# The problem
Only one stretch of the listing below is wanted. Give it again exactly, from the line with "point(600, 398)" through the line with "Expected: a point inside each instance of the wide-brimmed".
Start of Block
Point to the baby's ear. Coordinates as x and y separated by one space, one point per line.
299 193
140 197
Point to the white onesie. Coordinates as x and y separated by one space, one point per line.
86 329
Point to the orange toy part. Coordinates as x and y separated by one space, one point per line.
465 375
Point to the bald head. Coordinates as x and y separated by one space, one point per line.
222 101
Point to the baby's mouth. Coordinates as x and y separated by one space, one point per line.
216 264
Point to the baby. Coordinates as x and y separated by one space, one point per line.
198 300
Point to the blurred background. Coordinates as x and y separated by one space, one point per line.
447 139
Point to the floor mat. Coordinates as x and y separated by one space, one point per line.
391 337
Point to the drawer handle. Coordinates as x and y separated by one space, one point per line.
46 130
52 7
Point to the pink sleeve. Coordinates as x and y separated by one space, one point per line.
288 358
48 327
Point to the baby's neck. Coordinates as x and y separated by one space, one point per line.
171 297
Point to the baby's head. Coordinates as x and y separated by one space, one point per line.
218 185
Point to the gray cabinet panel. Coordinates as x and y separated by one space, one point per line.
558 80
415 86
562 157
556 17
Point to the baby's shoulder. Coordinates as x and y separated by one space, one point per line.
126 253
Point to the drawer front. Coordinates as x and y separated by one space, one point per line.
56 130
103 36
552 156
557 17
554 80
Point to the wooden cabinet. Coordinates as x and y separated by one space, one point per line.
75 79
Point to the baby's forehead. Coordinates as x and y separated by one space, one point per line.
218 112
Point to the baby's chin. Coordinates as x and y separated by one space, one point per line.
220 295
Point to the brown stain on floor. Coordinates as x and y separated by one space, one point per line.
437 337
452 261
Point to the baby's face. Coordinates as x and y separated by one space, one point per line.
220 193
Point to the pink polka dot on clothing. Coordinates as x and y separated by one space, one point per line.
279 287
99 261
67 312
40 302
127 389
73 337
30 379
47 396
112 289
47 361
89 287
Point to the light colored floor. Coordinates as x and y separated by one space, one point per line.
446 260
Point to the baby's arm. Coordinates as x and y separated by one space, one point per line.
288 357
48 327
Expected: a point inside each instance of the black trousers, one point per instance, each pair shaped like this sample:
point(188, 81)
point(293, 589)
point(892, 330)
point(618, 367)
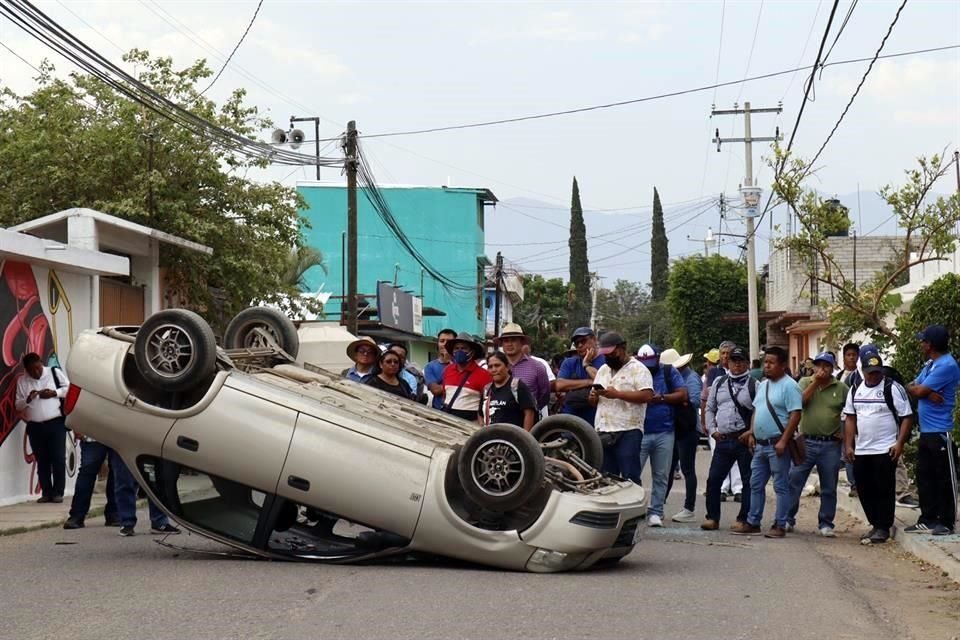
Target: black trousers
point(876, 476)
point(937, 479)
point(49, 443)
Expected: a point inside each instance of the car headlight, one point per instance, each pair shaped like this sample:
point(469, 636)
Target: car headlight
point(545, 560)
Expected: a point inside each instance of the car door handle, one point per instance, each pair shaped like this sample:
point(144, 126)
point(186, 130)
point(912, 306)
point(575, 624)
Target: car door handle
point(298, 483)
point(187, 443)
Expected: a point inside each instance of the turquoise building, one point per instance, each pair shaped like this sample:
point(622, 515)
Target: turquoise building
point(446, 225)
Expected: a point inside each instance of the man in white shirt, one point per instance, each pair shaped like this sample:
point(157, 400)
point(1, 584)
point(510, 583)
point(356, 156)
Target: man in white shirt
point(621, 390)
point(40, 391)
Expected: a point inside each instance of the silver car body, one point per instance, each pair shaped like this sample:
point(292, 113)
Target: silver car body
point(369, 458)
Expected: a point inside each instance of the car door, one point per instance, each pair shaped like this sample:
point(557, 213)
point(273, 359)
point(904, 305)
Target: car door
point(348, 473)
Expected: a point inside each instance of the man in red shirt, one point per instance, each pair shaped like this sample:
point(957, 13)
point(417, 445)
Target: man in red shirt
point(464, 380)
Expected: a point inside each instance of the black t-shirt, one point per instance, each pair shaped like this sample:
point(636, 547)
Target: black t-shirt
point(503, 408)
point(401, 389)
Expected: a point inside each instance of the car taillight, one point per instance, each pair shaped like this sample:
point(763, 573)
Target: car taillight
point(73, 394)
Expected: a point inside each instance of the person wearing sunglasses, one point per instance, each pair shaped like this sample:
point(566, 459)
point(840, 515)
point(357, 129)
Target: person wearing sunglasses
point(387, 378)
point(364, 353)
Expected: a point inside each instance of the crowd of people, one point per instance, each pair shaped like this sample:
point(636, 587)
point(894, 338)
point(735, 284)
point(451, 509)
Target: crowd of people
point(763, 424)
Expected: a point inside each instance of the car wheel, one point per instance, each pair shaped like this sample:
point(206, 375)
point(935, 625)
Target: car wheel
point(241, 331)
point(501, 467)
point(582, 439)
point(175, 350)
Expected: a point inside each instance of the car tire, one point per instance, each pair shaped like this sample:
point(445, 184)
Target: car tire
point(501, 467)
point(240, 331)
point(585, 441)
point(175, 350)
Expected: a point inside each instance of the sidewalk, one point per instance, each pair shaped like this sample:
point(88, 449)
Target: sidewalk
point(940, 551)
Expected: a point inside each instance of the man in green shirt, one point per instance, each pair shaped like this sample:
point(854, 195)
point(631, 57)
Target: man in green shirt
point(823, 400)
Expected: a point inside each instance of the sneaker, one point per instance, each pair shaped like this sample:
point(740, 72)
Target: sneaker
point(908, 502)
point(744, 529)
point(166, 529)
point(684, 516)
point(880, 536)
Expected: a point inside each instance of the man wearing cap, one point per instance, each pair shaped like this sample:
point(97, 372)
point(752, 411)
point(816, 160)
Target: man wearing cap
End of Block
Start of Block
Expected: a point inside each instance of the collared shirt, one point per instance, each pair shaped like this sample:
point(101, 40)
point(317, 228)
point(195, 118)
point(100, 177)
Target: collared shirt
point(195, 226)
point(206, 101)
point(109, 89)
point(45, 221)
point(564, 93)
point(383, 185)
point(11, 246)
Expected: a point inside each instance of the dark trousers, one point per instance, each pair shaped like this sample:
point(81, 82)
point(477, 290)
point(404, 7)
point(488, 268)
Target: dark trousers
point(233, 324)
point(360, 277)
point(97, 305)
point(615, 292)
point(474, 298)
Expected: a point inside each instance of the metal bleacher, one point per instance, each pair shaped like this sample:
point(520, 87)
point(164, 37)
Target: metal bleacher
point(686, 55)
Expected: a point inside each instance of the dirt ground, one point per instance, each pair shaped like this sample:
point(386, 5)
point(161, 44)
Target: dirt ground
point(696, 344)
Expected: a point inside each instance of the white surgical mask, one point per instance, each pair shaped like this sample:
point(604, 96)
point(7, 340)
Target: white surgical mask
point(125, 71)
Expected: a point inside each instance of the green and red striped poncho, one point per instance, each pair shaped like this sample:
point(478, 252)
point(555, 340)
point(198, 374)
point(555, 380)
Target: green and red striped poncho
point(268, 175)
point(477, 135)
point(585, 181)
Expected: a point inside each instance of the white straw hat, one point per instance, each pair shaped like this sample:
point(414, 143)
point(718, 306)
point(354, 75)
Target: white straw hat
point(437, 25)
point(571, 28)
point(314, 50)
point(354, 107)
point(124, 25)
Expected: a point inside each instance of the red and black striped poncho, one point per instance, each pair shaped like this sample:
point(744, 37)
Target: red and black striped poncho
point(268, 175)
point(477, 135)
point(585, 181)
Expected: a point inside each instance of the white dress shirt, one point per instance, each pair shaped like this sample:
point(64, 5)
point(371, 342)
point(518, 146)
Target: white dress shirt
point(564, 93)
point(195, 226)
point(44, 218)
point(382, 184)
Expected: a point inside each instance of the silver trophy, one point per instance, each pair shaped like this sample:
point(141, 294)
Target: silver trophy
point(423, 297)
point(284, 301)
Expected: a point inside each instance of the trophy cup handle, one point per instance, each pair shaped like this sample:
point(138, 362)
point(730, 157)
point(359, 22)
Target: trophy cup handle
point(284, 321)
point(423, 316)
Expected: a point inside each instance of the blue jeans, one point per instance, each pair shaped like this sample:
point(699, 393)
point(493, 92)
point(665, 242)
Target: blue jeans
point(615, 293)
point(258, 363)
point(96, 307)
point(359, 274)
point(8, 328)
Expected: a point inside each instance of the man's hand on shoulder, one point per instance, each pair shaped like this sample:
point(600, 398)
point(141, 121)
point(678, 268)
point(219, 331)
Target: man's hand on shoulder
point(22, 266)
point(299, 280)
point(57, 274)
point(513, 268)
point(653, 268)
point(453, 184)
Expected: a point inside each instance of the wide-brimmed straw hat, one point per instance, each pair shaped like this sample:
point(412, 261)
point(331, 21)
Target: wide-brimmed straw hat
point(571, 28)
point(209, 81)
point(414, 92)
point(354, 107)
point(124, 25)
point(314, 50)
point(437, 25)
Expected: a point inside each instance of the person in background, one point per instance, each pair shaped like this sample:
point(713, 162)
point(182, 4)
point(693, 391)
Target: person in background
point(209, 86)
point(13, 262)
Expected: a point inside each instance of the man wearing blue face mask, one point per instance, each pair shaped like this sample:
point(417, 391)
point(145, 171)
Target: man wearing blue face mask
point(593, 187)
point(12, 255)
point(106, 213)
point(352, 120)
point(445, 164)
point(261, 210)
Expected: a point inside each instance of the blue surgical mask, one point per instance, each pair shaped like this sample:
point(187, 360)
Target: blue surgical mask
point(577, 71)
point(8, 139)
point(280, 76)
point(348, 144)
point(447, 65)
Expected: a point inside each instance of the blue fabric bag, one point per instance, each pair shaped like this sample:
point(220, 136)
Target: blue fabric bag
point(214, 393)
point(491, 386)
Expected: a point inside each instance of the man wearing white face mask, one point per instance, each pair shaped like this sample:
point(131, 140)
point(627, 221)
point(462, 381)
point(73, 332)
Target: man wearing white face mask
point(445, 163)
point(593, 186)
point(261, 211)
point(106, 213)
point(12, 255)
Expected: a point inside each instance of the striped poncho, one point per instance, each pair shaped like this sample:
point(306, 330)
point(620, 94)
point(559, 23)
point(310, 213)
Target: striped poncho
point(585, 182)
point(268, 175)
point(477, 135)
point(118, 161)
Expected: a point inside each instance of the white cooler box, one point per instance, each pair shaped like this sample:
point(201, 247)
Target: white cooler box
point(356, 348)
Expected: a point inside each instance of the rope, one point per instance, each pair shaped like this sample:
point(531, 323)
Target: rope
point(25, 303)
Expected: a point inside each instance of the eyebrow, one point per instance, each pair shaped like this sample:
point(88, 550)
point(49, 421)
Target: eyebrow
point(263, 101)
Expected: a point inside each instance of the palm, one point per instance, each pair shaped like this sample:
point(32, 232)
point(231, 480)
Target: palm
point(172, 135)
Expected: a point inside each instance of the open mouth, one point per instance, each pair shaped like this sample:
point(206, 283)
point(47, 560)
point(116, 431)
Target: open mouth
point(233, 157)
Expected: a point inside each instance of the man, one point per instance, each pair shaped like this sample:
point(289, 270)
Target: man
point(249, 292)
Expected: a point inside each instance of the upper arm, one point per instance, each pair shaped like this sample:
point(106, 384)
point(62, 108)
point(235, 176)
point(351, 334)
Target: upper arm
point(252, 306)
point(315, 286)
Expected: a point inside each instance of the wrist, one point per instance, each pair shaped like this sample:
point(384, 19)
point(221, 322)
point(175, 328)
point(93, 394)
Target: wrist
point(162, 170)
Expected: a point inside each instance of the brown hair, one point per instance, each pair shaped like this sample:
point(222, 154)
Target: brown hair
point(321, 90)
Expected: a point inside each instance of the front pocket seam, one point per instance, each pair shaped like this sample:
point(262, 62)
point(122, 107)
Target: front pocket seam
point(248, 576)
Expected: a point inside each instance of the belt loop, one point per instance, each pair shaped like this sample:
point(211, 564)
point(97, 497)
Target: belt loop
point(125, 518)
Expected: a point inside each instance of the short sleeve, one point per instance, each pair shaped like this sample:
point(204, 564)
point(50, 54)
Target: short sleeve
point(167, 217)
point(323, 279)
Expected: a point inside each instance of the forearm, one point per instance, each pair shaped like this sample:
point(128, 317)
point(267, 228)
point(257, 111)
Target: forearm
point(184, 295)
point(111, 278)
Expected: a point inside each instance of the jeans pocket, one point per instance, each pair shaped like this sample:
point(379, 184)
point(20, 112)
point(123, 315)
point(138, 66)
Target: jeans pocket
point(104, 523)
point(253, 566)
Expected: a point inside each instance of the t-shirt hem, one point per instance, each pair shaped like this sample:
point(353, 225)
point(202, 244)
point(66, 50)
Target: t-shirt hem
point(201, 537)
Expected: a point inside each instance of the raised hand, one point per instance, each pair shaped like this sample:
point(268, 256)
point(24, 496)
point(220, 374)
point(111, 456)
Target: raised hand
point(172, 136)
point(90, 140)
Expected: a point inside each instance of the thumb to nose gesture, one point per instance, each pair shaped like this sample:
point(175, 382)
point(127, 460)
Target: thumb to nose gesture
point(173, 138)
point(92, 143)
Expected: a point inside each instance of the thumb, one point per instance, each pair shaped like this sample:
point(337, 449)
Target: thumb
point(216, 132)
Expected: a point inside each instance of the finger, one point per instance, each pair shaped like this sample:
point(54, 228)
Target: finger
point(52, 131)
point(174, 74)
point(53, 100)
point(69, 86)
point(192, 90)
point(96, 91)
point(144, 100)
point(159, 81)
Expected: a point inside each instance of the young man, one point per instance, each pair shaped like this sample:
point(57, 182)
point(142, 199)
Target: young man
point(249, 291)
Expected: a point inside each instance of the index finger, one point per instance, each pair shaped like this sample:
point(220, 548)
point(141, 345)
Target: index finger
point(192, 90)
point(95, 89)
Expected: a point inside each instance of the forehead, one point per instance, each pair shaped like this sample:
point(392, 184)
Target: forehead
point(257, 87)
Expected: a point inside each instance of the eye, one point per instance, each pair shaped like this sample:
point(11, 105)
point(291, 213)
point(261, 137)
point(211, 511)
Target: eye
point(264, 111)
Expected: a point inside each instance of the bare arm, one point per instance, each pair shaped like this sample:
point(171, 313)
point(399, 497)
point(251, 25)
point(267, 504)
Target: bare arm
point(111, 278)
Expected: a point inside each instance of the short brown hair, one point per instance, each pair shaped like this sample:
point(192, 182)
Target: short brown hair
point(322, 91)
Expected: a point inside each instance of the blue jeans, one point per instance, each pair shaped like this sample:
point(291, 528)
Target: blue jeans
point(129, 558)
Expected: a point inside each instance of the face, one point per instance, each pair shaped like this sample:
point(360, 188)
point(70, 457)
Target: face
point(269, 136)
End of Block
Start of Block
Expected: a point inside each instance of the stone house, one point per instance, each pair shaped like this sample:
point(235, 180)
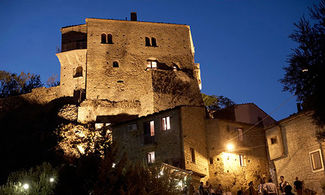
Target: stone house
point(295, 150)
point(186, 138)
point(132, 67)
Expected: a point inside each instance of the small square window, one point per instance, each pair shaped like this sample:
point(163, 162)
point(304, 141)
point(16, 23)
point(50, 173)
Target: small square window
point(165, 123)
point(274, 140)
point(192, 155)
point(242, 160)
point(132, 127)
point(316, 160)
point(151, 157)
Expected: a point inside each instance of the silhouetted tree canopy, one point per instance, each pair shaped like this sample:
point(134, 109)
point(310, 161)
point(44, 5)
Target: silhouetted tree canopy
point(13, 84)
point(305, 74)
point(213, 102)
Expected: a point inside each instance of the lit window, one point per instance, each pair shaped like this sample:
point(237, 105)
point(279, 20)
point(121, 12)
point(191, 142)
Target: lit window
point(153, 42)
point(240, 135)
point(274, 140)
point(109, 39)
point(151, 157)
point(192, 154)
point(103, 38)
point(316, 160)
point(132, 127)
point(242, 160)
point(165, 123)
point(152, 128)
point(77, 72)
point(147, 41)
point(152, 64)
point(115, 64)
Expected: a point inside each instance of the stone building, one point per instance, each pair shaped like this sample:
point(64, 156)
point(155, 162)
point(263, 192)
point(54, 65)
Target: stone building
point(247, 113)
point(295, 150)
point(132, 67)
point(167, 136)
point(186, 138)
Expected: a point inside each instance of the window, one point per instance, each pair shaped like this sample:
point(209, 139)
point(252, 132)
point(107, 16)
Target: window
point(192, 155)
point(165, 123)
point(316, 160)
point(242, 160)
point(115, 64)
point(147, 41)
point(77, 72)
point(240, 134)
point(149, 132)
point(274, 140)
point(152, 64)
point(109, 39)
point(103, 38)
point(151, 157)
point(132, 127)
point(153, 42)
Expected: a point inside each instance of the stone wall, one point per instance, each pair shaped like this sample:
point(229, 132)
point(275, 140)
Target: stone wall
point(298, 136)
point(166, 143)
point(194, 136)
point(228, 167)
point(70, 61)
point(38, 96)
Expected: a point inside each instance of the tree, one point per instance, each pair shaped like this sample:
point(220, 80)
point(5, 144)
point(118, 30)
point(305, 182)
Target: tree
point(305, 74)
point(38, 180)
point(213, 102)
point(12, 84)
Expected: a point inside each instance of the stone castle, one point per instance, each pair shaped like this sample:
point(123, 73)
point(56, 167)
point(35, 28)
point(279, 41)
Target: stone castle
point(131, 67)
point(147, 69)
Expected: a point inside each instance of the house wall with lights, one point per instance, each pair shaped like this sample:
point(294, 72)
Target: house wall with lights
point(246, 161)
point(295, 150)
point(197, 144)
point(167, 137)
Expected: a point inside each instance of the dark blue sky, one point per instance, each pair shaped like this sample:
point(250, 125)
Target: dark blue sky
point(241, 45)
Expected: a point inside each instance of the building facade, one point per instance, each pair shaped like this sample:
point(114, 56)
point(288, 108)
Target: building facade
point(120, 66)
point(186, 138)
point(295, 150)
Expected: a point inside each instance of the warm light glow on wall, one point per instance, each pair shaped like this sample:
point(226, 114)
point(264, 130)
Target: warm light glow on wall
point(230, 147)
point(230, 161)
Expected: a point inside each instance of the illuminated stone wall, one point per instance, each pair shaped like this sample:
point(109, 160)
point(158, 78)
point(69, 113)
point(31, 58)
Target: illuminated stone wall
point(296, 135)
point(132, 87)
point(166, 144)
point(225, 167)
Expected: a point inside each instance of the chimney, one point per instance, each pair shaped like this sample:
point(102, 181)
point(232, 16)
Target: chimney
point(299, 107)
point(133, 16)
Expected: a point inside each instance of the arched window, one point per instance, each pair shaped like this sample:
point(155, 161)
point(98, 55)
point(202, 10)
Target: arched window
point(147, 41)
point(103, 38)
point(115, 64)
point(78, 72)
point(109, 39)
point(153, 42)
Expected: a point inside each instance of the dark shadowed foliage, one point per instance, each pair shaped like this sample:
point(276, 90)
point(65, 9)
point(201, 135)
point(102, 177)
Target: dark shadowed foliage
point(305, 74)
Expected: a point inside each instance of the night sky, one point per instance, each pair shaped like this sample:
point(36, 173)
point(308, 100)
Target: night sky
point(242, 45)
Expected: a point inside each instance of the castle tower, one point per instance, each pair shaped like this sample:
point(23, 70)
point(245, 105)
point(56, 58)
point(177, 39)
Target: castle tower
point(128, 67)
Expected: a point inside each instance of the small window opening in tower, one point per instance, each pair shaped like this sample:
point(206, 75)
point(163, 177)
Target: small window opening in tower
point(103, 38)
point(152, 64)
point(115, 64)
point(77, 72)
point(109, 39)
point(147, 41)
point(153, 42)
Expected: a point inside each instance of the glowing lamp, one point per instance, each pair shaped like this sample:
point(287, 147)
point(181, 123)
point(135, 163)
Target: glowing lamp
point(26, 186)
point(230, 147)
End of Block
# Response for this exercise
point(600, 398)
point(141, 121)
point(678, 268)
point(219, 331)
Target: man's hand on shoulder
point(22, 266)
point(299, 280)
point(57, 274)
point(513, 268)
point(653, 268)
point(453, 184)
Expected: a point inside each instance of the wide-brimmed straw hat, one point per instance, each pair shaped like this sample:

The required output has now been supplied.